*** Input for this task ***

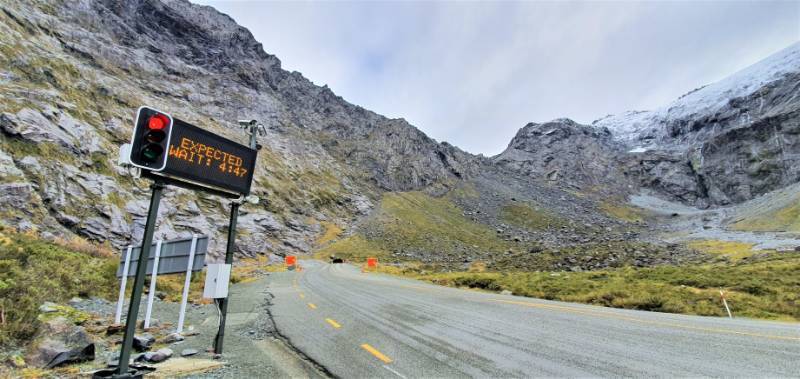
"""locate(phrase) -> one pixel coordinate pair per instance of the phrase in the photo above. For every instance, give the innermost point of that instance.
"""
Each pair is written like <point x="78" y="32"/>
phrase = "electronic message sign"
<point x="206" y="158"/>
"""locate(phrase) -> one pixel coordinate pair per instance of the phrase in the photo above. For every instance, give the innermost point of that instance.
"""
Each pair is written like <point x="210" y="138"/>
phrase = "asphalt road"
<point x="371" y="325"/>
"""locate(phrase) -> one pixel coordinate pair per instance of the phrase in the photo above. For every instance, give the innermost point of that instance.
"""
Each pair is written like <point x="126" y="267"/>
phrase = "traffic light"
<point x="150" y="142"/>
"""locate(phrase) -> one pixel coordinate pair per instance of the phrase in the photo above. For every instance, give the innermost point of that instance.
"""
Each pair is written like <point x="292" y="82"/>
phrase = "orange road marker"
<point x="376" y="353"/>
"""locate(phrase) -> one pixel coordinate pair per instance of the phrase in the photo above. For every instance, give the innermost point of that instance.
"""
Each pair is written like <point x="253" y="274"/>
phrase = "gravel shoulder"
<point x="252" y="348"/>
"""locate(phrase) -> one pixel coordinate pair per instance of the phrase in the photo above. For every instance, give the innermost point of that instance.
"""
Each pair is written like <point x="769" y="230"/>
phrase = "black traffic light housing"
<point x="150" y="141"/>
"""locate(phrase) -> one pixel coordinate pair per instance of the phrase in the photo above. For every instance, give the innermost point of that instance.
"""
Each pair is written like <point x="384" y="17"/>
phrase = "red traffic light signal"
<point x="150" y="141"/>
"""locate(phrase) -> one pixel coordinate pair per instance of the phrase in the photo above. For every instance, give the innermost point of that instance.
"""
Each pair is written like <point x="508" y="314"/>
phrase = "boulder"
<point x="59" y="342"/>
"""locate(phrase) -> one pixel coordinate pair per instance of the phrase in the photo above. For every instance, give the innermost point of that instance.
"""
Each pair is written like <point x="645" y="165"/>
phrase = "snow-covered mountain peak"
<point x="643" y="128"/>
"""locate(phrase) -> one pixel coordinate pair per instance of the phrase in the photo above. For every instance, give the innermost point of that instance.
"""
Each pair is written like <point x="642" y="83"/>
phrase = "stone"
<point x="143" y="342"/>
<point x="114" y="329"/>
<point x="173" y="337"/>
<point x="166" y="351"/>
<point x="189" y="352"/>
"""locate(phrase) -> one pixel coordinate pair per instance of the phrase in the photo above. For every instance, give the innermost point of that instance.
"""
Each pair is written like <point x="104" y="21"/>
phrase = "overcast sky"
<point x="473" y="73"/>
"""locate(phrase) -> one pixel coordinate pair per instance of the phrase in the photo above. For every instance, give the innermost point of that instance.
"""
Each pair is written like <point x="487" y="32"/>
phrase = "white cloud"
<point x="472" y="73"/>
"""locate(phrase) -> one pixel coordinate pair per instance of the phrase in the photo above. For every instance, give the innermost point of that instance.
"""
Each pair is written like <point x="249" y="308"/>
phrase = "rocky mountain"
<point x="334" y="175"/>
<point x="568" y="155"/>
<point x="73" y="74"/>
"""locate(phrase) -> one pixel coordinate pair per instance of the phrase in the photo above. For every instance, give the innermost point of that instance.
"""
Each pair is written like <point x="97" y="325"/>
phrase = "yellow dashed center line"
<point x="650" y="322"/>
<point x="333" y="323"/>
<point x="376" y="353"/>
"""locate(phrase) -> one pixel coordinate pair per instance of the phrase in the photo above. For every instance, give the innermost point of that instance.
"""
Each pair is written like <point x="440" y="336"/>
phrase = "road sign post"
<point x="123" y="281"/>
<point x="138" y="282"/>
<point x="223" y="303"/>
<point x="152" y="293"/>
<point x="174" y="152"/>
<point x="186" y="283"/>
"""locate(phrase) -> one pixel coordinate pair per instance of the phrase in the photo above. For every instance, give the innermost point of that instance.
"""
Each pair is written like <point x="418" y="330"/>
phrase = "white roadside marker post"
<point x="152" y="293"/>
<point x="725" y="302"/>
<point x="185" y="296"/>
<point x="123" y="282"/>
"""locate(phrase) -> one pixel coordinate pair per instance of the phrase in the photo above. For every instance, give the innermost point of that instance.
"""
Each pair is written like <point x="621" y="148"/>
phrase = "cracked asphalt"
<point x="366" y="325"/>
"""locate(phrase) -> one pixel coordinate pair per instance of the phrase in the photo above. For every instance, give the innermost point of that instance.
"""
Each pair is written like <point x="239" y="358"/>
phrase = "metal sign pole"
<point x="138" y="282"/>
<point x="152" y="294"/>
<point x="122" y="284"/>
<point x="186" y="283"/>
<point x="223" y="303"/>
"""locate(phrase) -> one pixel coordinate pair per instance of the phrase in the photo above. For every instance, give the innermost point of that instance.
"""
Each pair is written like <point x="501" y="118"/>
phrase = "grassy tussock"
<point x="768" y="289"/>
<point x="782" y="220"/>
<point x="623" y="212"/>
<point x="33" y="271"/>
<point x="529" y="217"/>
<point x="415" y="221"/>
<point x="729" y="249"/>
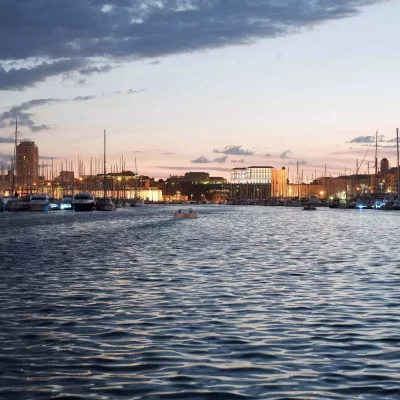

***

Your goal
With the pictures removed, return each record above exactly as given.

Reply
"""locate(phrase) -> one pixel coordinate pair per instance of the phrase in the photo above. For every instance, give the innermost point of that instance.
"""
Each pair is written like <point x="78" y="32"/>
phrase = "electronic message sign"
<point x="206" y="158"/>
"""locate(phrase) -> one pixel coordinate pair per instance of the phrase in the photo above. For every instance, give the innermost point of that instance.
"""
Each pair is written like <point x="210" y="138"/>
phrase = "asphalt road"
<point x="371" y="325"/>
"""locate(phrase) -> one pixel coordinate pair per instance of the phrase in the photo above. For every instance, give the innermost point of that instance.
"""
Each pair is written like <point x="126" y="267"/>
phrase = "traffic light"
<point x="150" y="142"/>
"""locate(phrase) -> one pixel coordinate pair per instance of the phrase in the photo above. For every instance, give the innermost point of that instance.
"""
Each pair is written like <point x="292" y="82"/>
phrase = "orange road marker"
<point x="376" y="353"/>
"""locate(phrase) -> one pixel coordinate pair per instance of the phrase in the photo above. For every instance, give the innermost point of that instance.
"""
Each pair is written like <point x="253" y="274"/>
phrase = "gravel shoulder"
<point x="252" y="348"/>
"""locate(phrase) -> one pixel coordinate pair per instance of the phrase in the photo above. For every instance, give the innermost point of that instance.
"""
Each pair is written like <point x="769" y="230"/>
phrase = "black traffic light housing"
<point x="150" y="141"/>
"""locate(phrase) -> one pixel coordinate pair per instance of the phrase in the photo above. For every instance, give the innermost point of that instance.
"""
Each pair is written like <point x="384" y="17"/>
phrase = "red traffic light signal"
<point x="150" y="141"/>
"""locate(phrase) -> one pixel coordinate pair per instance of the phrase in the photo above. For every instance, give the innermost point of that instance.
"""
Each pair is written like <point x="508" y="314"/>
phrase = "boulder"
<point x="59" y="342"/>
"""locate(phrase) -> one pixel coordinate pair per instance of the phrase in the photo above. For every instance, give the innermost point of that instance.
"""
Each pair is written like <point x="645" y="165"/>
phrase = "snow-covered mountain peak"
<point x="643" y="128"/>
"""locate(phrase) -> one pixel coordinate pair per instance of the phrase in the photo above. For every instance, give the innermost point of that instance.
"""
Each pair is written like <point x="642" y="83"/>
phrase = "stone"
<point x="143" y="342"/>
<point x="114" y="329"/>
<point x="173" y="337"/>
<point x="166" y="351"/>
<point x="189" y="352"/>
"""locate(phrase) -> one pixel coordinate pair per instance of the phrase in the photo above. For every instance, give the innermost point of that instance.
"""
Each pair is written like <point x="104" y="21"/>
phrase = "overcast sky"
<point x="473" y="73"/>
"""locate(phrase) -> one pixel coordinate pair per instance of the phrase in the photo above. For every instance, give the innermost point of that instance.
"""
Each pair is written like <point x="487" y="32"/>
phrase = "white cloud"
<point x="472" y="73"/>
"""locate(phrase) -> one pixel coordinate pair per instance of the phrase in the photo above. For every instance, give the innermost point of that instance.
"""
Each pair is written like <point x="249" y="308"/>
phrase = "rocky mountain"
<point x="334" y="175"/>
<point x="568" y="155"/>
<point x="73" y="74"/>
"""locate(phrase) -> one pixel coordinate pair per instance of the phrase in the photo above. For every instance, give the innermost point of that instance.
"""
Each pair is written like <point x="97" y="325"/>
phrase = "yellow dashed center line"
<point x="650" y="322"/>
<point x="333" y="323"/>
<point x="376" y="353"/>
"""locate(phrase) -> one pixel coordinate pair per instance of the phrase in the photo above. For every instance, give the innermost point of that instance.
"""
Each pair is written like <point x="440" y="336"/>
phrase = "road sign post"
<point x="123" y="281"/>
<point x="138" y="282"/>
<point x="223" y="303"/>
<point x="152" y="293"/>
<point x="174" y="152"/>
<point x="186" y="283"/>
"""locate(phrase) -> one pixel coordinate pair per instance of the phrase in the photo above. For every instance, give the innermost point of that instance.
"""
Each pair is written like <point x="418" y="330"/>
phrase = "white roadside marker post"
<point x="152" y="293"/>
<point x="725" y="302"/>
<point x="185" y="296"/>
<point x="123" y="282"/>
"""locate(phrase) -> one pixel coordinate pair per instance of the phrase in the photo above. For every instance, give the innermost point of that instance.
"""
Each pair is written like <point x="621" y="148"/>
phrase = "cracked asphalt"
<point x="366" y="325"/>
"""locate(phrase) -> one pixel coordinate pair per instance of the phrase in the photo above. For every instance, give the innermost point of that instance.
"""
Each pair is written like <point x="239" y="358"/>
phrase = "metal sign pole"
<point x="138" y="282"/>
<point x="152" y="294"/>
<point x="122" y="284"/>
<point x="186" y="283"/>
<point x="223" y="303"/>
"""locate(phrase) -> one pixel coordinate pair per instance of the phrase in the photo above. For every instance, give the innermost point of that instance.
"""
Each pair is written like <point x="501" y="118"/>
phrase = "grassy tussock"
<point x="768" y="289"/>
<point x="782" y="220"/>
<point x="623" y="212"/>
<point x="33" y="271"/>
<point x="529" y="217"/>
<point x="415" y="221"/>
<point x="729" y="249"/>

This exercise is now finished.